(EXERCISE BRIEF) Pull out every line of the material that contains the word "stone", treating uppercase and lowercase as different.

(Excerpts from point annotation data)
***

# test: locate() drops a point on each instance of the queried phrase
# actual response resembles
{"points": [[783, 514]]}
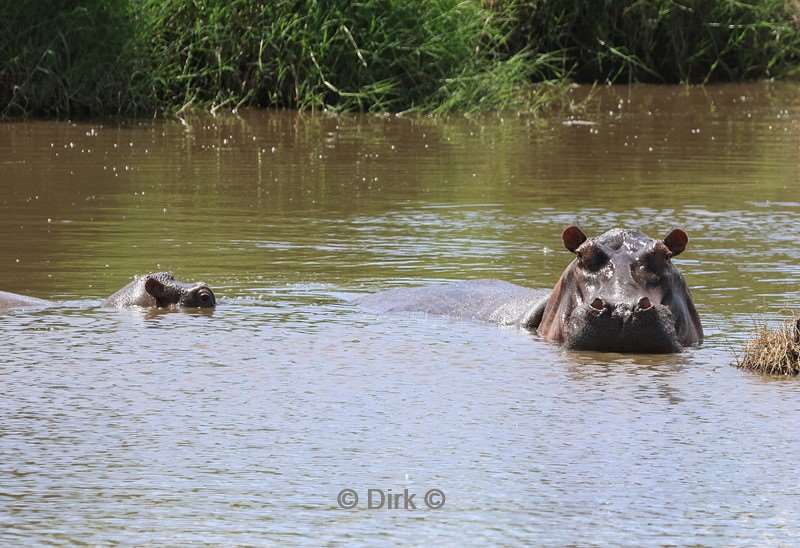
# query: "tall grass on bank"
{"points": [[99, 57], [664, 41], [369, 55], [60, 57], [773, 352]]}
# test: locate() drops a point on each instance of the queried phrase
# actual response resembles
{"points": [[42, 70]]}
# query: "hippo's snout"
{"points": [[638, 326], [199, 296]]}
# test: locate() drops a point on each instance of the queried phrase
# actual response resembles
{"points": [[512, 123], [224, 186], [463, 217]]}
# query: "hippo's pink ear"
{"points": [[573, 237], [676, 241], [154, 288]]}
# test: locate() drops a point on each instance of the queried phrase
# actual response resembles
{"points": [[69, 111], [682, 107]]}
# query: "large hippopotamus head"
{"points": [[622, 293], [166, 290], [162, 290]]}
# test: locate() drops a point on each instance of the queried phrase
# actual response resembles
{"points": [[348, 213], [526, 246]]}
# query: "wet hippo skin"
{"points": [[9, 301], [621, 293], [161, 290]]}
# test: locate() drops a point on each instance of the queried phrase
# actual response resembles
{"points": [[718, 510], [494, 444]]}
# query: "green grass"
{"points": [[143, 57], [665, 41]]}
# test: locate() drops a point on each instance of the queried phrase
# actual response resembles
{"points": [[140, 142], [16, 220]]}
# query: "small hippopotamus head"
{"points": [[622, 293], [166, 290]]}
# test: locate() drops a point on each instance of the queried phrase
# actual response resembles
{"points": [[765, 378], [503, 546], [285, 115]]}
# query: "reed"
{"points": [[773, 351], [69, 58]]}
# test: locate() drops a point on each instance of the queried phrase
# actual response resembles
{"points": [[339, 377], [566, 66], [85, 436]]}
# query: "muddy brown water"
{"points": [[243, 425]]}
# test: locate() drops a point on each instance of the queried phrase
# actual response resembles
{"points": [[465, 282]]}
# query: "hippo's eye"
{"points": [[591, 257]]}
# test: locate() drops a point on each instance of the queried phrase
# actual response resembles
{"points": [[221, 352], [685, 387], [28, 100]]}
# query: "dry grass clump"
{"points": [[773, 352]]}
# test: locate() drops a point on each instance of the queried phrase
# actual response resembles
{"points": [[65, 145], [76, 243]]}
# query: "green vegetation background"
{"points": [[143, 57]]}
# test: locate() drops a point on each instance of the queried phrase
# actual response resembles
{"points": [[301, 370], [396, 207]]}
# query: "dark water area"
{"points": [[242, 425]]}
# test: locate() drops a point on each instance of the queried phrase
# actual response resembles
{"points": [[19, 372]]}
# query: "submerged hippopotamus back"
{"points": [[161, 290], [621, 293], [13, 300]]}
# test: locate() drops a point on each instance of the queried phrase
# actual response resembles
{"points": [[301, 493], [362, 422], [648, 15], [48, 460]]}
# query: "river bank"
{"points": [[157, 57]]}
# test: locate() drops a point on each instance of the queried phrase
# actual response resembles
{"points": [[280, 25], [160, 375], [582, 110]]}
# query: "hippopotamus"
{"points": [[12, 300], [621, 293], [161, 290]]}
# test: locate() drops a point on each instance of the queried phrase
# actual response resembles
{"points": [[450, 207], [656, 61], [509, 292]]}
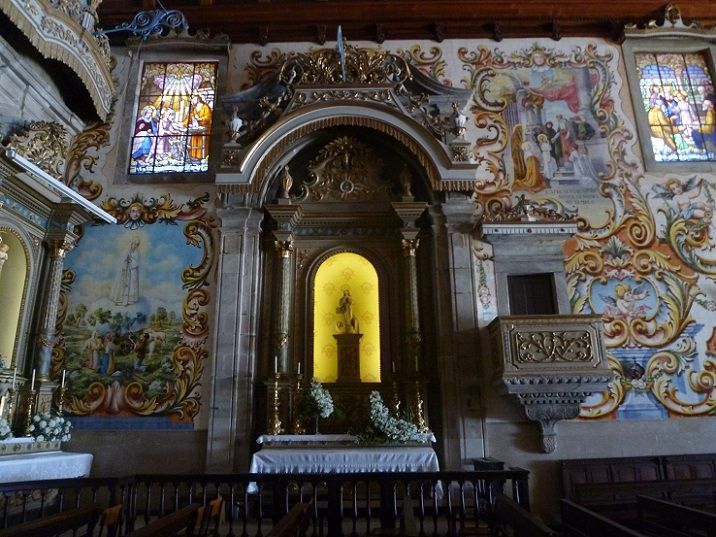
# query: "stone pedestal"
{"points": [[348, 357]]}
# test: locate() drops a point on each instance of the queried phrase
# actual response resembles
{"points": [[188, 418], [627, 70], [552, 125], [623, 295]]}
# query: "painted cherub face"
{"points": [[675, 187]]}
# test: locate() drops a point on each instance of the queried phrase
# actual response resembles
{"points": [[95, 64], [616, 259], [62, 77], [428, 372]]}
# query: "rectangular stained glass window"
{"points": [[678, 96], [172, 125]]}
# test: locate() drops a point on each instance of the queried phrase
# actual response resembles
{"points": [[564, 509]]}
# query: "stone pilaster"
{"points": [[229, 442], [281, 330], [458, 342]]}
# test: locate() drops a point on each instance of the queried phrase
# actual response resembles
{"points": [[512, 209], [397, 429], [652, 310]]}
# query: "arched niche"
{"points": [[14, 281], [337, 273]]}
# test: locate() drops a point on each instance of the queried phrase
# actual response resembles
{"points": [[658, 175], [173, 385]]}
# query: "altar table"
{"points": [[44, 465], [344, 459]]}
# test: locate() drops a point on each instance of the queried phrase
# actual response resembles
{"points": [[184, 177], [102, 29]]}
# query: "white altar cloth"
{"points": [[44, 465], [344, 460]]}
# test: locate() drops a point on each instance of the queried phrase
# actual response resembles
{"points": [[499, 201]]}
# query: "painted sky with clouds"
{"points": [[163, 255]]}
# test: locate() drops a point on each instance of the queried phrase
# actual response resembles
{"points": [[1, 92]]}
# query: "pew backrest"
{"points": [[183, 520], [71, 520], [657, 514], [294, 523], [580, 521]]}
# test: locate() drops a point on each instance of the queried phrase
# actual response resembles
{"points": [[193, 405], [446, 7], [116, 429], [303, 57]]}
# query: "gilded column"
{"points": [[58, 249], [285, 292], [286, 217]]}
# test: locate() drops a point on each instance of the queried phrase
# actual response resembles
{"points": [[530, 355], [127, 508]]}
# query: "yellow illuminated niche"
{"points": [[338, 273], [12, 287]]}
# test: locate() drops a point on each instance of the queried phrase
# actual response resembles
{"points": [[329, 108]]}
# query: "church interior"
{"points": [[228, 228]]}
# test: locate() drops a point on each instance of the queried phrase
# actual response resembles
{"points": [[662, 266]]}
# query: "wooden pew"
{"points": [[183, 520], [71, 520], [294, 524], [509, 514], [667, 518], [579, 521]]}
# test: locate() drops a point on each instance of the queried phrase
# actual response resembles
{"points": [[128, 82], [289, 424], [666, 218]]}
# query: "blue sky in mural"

***

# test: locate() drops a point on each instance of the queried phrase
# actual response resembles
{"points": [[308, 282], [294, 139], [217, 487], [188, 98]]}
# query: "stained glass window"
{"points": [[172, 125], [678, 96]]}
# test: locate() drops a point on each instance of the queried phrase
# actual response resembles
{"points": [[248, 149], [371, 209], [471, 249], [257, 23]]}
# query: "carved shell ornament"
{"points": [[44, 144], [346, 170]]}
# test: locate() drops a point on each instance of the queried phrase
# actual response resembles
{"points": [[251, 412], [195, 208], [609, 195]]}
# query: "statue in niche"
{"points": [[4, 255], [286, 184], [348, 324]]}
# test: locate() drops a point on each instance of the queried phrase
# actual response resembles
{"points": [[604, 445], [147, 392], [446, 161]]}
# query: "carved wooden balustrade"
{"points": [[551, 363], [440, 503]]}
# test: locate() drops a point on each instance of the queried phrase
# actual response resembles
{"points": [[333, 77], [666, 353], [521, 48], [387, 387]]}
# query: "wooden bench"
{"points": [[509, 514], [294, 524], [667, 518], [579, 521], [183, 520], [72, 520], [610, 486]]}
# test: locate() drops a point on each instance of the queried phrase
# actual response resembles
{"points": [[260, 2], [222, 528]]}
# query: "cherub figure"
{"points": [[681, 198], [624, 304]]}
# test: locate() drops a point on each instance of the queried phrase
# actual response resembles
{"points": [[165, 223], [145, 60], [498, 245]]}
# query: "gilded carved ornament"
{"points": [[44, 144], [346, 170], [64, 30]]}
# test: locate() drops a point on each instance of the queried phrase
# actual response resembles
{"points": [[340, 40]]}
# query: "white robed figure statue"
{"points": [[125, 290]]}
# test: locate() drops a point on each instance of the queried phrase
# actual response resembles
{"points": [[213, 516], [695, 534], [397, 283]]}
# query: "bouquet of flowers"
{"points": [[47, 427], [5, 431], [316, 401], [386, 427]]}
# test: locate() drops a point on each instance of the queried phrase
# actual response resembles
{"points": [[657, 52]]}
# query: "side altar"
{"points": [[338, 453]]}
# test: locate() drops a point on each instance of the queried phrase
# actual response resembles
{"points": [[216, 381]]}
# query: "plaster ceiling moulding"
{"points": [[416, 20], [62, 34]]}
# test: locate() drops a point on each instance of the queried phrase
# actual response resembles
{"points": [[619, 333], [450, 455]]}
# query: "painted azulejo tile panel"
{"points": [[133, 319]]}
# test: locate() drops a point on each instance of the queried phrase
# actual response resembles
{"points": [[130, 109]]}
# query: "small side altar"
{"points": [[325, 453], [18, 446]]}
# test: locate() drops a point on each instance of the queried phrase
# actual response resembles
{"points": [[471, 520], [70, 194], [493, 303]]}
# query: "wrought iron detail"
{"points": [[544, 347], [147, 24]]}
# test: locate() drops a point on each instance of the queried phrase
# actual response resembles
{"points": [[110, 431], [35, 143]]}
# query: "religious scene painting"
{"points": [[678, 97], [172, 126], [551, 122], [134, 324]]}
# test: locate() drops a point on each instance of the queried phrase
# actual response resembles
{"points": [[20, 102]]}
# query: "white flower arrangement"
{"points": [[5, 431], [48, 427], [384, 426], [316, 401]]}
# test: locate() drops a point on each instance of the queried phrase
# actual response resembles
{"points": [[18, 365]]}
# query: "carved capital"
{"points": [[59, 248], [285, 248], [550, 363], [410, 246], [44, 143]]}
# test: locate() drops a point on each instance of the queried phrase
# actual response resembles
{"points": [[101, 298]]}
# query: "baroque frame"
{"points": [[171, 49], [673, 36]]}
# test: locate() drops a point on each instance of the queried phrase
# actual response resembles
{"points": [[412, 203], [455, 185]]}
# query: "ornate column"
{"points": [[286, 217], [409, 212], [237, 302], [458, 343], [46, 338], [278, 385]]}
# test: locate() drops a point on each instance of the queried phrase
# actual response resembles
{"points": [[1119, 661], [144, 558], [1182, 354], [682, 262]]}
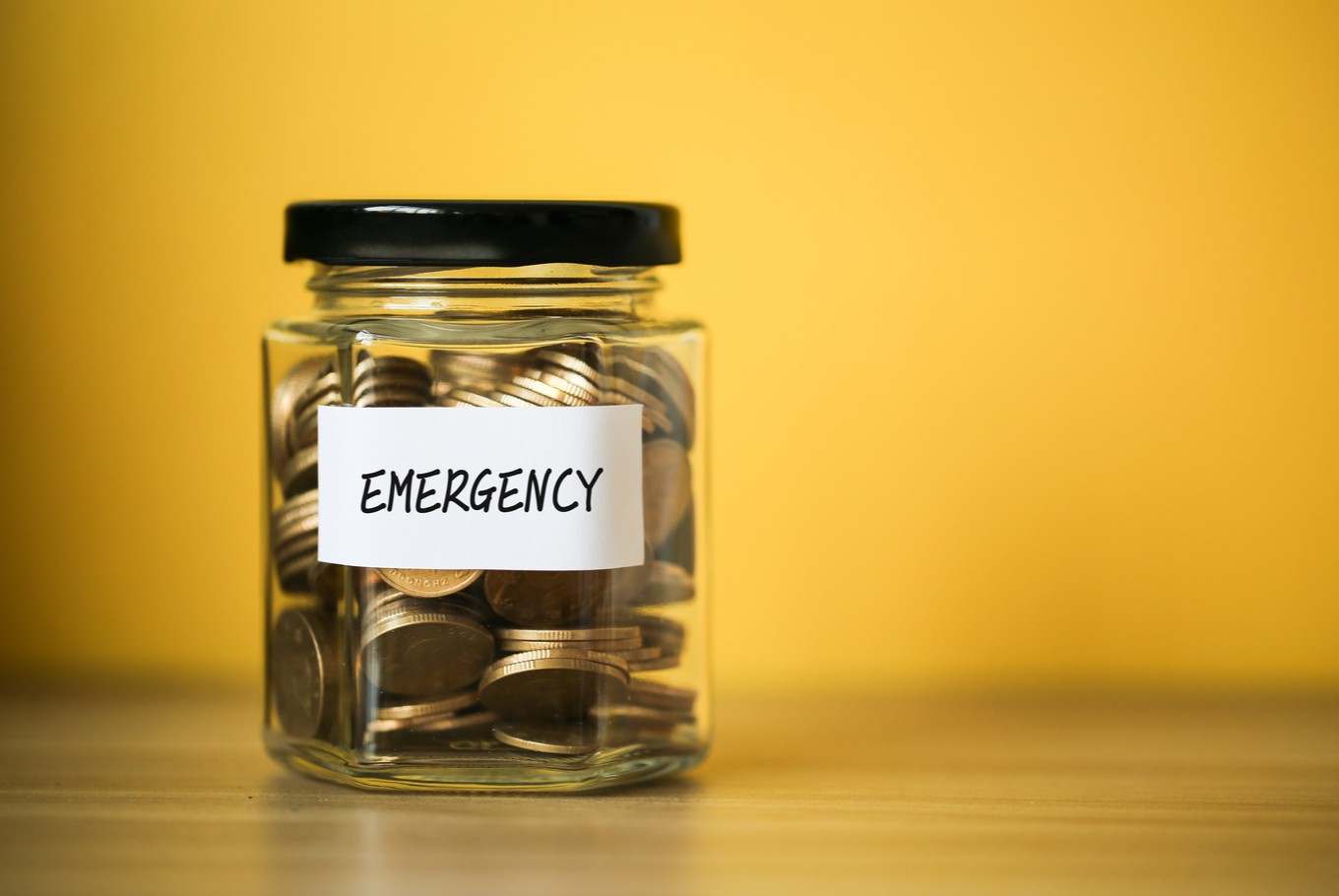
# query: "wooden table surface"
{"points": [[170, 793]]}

***

(WRITTEN SOLUTION)
# query: "stone pedestal"
# query: "stone pilaster"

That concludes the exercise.